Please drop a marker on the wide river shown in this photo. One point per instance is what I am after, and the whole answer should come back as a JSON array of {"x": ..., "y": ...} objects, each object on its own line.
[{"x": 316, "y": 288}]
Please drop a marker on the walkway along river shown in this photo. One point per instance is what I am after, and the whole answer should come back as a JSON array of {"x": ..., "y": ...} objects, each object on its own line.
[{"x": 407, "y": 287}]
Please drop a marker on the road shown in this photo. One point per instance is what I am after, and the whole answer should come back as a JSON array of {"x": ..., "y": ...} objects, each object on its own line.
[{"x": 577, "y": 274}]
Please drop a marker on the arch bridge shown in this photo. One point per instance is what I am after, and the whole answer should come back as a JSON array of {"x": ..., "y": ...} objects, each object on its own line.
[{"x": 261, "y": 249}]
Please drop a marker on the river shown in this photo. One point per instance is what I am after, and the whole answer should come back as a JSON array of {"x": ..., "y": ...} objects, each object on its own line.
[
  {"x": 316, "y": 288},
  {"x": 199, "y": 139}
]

● ● ● ● ● ● ●

**THE REQUEST:**
Reproduce all of the records above word for word, with no changes.

**RESPONSE BELOW:**
Please drop a marker on the wide river shown in this photo. One point per instance is what I am after, and the whole answer should come back as a JSON array of {"x": ..., "y": ...} objects, each object on its own line.
[{"x": 316, "y": 288}]
Please drop a marker on the walkway along river shown in this photo. One point per instance is what I am after, and the whole answer should come back as a JSON array of {"x": ..., "y": ...} objects, each object on its own line.
[{"x": 407, "y": 287}]
Please drop a marker on the road shown in this photo. One point per instance is what I am after, and the whole answer should come back as a JSON array of {"x": ..., "y": ...} objects, each object on its own line.
[{"x": 577, "y": 274}]
Please drop a marker on the arch bridge shown in this photo. One point per instance is what I am after, and the whole answer should come back as a JSON array of {"x": ..., "y": ...} objects, each object on its own line.
[{"x": 261, "y": 249}]
Please drop a marker on the river shown in this photo. One point per instance is what I am after, and the whole answer should come back as a JSON array of {"x": ..., "y": ...} objects, each object on its own line.
[
  {"x": 316, "y": 288},
  {"x": 199, "y": 139}
]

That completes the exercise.